Given instruction 1:
In the passage on vested rights, in which 1798 case did Justice Chase insist that a legislative act contrary to the great first principles of the social compact cannot be a rightful exercise of legislative authority?

Text to read:
%%
What Taney is referring to in this passage had a long and honored history in the United States, and before it, in England. It is the doctrine of vested rights, the idea that the legislature may not take away vested rights of property. The roots of the idea go back to Magna Carta, and its reference to "the law of the land" On the eve of the American revolution, William Blackstone, who generally supported parliamentary supremacy, nevertheless explained that taking private property either for public use without the payment of compensation, or without the owner's consent, would violate the "law of the land." That means A to B transfers without the owner's consent violate the "law of the land." Thus, in 1798, in Calder v. Bull, Justice Chase insisted that "An act of the Legislature (for I cannot call it a law) contrary to the great first principles of the social compact, cannot be considered a rightful exercise of legislative authority ... . A few instances will suffice to explain what I mean... . [A] law that takes property from A. and gives it to B: It is against all reason and justice, for a people to entrust a Legislature with such powers; and, therefore, it cannot be presumed that they have done it." Justice Chase's argument in Calder is the first Supreme Court appearance of the doctrine of unenumerated rights. Legislatures may not destroy vested rights.

The idea of taking property vested in A and giving it to B, along with the prohibition on a person being a judge in his or her own case, were the most obvious examples of a violation of the law of the land, or of due process of law. And so it appeared to people at the Founding when they wrote the due process clause of the Fifth Amendment. It was generally assumed at the time, and by federal and state courts in subsequent decisions, that the idea of "due process of law" was synonymous with the protections of the "law of the land." And both phrases were generally understood to prevent governments from engaging in simple "naked" transfers-- taking from A and giving to B. Indeed, in 1829 in Wilkinson v. Leland, Justice Story suggested that principle apparently held whether or not a state had a law of the land or due process clause in its constitution: "We know of no case, in which a legislative act to transfer the property of A. to B. without his consent, has ever been held a constitutional exercise of legislative power in any state in the union."

If you look at the language of the Fifth Amendment, you will see that it has not one, but two limitations on eminent domain. The second one is the Public Use Clause, which says that private property shall not be taken for public use without just compensation. The Public Use Clause regulates private to public transfers for public use, but note that it says nothing about takings for private use. That is because this category is already dealt with in the first limitation on eminent domain, the Due Process Clause, which prohibits private to private transfers. The two clauses appear after each other in the text, first the due process clause, prohibiting A to B transfers, then the public use clause, regulating the conditions under which takings can occur for public use.

And that brings us back to Taney and Dred Scott. Understood against this long historical background, Taney was not making things up out of whole cloth in Dred Scott when he said that the effect of the Missouri Compromise was inconsistent with due process of law. He was adverting to the basic doctrine of vested rights; the idea that government cannot take vested rights from A and give them to B. That, he claimed is precisely what the Federal Government had done when it applied the Missouri Compromise to southerners bringing their property into free territories. It was taking their property and giving it to the slave.
%%
Material supplied:
%%
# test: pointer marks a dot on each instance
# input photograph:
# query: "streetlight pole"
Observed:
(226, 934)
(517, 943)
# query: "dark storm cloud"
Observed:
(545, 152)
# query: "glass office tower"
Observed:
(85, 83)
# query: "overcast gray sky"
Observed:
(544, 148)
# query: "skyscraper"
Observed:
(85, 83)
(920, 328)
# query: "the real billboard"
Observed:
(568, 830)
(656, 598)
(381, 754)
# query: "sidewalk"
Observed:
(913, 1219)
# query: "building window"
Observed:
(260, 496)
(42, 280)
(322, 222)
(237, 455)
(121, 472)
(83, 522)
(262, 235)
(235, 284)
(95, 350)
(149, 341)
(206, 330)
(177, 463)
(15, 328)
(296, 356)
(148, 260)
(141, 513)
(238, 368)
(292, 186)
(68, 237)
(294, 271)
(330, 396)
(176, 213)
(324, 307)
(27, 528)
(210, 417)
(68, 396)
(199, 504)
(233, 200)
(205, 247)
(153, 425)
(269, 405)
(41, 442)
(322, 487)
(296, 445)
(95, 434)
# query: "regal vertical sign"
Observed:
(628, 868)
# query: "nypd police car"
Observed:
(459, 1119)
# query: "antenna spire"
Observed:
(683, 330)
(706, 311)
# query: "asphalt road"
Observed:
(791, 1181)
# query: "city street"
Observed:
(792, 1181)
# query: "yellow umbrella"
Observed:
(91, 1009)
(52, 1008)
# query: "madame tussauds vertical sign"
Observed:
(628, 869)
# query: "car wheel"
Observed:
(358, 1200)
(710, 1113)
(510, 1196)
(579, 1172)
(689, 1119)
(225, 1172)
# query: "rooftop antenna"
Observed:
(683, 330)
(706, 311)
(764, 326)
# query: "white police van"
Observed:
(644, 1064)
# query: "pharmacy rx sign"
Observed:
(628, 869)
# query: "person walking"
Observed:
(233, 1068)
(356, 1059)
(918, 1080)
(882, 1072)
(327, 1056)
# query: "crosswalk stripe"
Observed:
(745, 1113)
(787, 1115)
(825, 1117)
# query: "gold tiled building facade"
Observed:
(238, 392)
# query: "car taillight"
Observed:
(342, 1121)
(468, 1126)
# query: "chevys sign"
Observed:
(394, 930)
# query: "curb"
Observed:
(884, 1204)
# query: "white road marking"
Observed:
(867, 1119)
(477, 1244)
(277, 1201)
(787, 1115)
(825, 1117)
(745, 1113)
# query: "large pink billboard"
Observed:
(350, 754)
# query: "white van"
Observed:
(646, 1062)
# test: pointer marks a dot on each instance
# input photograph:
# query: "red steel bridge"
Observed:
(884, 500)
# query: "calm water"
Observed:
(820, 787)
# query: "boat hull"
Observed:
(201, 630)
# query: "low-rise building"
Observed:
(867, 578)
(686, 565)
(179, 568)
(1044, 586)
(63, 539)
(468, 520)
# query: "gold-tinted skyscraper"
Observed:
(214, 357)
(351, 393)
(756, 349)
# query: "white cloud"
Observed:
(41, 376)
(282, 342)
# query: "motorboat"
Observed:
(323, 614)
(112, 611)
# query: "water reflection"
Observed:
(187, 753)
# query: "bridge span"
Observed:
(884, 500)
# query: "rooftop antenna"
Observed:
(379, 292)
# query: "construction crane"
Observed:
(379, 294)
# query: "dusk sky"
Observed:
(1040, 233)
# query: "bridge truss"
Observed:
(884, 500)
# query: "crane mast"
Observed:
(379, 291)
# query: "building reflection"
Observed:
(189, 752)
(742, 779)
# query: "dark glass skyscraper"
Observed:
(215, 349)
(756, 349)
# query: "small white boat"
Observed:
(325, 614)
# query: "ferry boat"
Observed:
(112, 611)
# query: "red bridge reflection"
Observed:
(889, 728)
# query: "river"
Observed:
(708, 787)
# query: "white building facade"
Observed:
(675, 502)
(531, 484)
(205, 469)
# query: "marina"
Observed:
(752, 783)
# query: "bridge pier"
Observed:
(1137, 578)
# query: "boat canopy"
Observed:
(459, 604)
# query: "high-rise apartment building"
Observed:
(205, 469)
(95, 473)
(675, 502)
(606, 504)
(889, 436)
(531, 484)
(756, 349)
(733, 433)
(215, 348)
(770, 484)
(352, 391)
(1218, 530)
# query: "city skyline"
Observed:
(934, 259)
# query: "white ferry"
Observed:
%%
Given instruction 2:
Pick out every row above that contains the string "crane", where case counts.

Complete output 1:
Calder v. Bull

Complete output 2:
# query: "construction crane"
# query: "crane mast"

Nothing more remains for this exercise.